*** Block opens ***
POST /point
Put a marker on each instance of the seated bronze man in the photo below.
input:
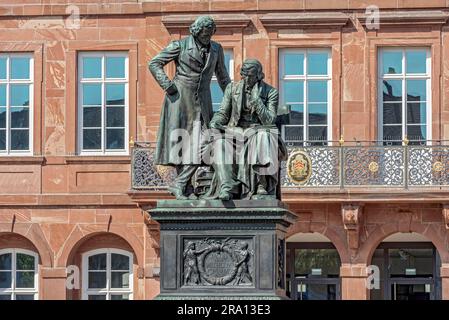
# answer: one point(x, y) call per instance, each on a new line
point(248, 150)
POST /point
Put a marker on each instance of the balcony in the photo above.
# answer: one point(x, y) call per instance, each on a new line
point(338, 168)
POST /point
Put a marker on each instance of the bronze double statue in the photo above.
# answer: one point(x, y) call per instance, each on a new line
point(240, 143)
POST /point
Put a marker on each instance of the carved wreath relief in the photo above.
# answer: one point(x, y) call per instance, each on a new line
point(219, 262)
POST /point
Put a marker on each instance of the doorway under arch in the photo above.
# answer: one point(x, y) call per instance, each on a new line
point(313, 268)
point(409, 268)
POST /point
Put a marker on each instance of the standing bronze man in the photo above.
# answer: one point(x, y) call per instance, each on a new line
point(187, 105)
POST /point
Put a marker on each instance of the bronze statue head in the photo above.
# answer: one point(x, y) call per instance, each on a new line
point(202, 29)
point(252, 71)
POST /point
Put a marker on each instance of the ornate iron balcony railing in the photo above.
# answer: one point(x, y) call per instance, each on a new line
point(335, 165)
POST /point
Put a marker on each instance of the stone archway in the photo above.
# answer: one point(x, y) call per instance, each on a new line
point(431, 232)
point(32, 233)
point(81, 234)
point(333, 236)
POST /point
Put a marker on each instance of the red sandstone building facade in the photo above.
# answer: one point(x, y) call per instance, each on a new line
point(75, 92)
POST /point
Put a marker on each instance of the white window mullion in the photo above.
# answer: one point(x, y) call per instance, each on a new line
point(404, 96)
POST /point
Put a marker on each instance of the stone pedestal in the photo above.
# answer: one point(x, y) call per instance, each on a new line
point(222, 250)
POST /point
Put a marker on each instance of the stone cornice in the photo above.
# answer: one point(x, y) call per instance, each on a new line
point(179, 22)
point(406, 18)
point(304, 20)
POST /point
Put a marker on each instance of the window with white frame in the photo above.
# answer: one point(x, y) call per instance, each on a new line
point(18, 275)
point(16, 104)
point(404, 95)
point(103, 103)
point(305, 88)
point(217, 93)
point(108, 275)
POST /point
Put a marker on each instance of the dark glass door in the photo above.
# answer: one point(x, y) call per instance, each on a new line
point(315, 289)
point(407, 290)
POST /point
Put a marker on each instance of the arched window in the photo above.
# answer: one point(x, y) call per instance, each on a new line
point(18, 275)
point(107, 275)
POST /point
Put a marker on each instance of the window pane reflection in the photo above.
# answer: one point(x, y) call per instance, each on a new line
point(392, 62)
point(416, 61)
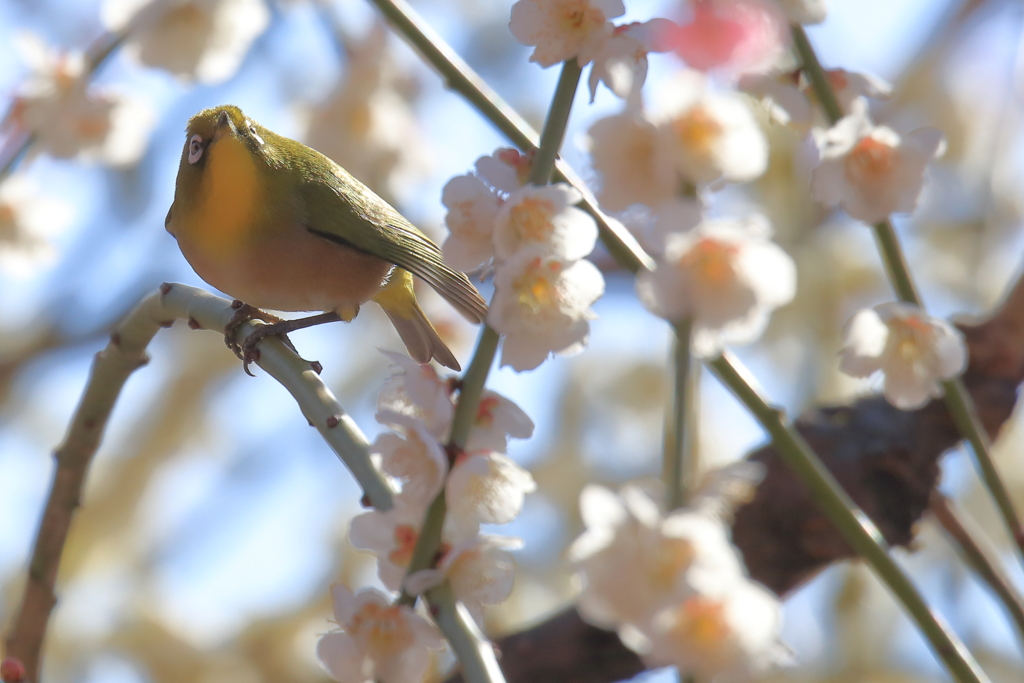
*** Block closes ***
## Work order
Each record should be printed exactly as it appears, leaving the pictures out.

## Response to the task
POST /point
Put a marker on each instance of the seated bronze man in the photo below.
input:
# answer: one point(x, y) call per instance, each on a new line
point(248, 150)
POST /point
Put a marker on each instance of the balcony in the photo above.
# answer: one point(x, y) call per instance, each on a new line
point(338, 168)
POST /point
Put a marker on each instance of the bronze double statue in the photo above.
# answer: one point(x, y) call per instance, each on a new line
point(240, 143)
POST /point
Put a marker on each instance of the carved wreath relief in the photo above.
# answer: one point(x, y) call per instance, each on a new line
point(219, 262)
POST /point
Put a marker on each instance of the doorway under arch in the photo above.
# answer: one point(x, y) call per instance, each on a new line
point(313, 268)
point(409, 268)
POST /point
Put a marker on each instance of the standing bronze man in the photo above.
# answer: one point(x, y) call per instance, each on a new line
point(187, 105)
POST /point
Put a marker on each instance of the bronze statue head in the photo above.
# answer: one point(x, y) call per instance, each on a new line
point(202, 29)
point(252, 71)
POST /point
Put a marker on each instance of the ornate iron balcony railing in the photo above.
# answer: one point(x, y) call per instance, each on a new line
point(335, 165)
POST /point
Put a marker on each instance of the stone archway in the photo above.
# answer: one point(x, y) call per instance, each on a new line
point(431, 232)
point(32, 233)
point(81, 234)
point(333, 236)
POST /point
Put a marker on each instance of the red sandstone building facade in the photo above.
# answer: one point(x, y) call per instance, each on a new line
point(75, 92)
POST /point
Put a marker on each instance of the white window mullion in the photo above.
# answer: one point(x, y) call per instance, each on a new line
point(404, 96)
POST /point
Put a marker on each instance of the stone pedestal in the photo above.
# answer: one point(x, y) call per instance, each on a new line
point(222, 250)
POST /point
Put a marker on each instance of the stone cornice in the photo above.
# answer: one point(x, y) call per instance, each on a new line
point(179, 22)
point(406, 18)
point(304, 20)
POST /point
Put a marker on each instance of the window with white frame in the photo above.
# answer: one point(x, y) call per instance, each on a new line
point(18, 275)
point(16, 104)
point(404, 95)
point(103, 103)
point(305, 88)
point(217, 93)
point(108, 275)
POST /point
Put a marker on each instance of the dark glass door in the photo above.
# answer: one point(x, y) call per instance, each on a new line
point(315, 289)
point(407, 290)
POST /point
Put a marker on each instance of the arched window in the photo above.
# answer: one point(x, y) call per instance, each on a new line
point(18, 275)
point(107, 275)
POST /point
Put a marker on each instance of the window pane reflection in the photo above.
# answer: one point(x, y) call per instance, each on a new line
point(392, 62)
point(416, 61)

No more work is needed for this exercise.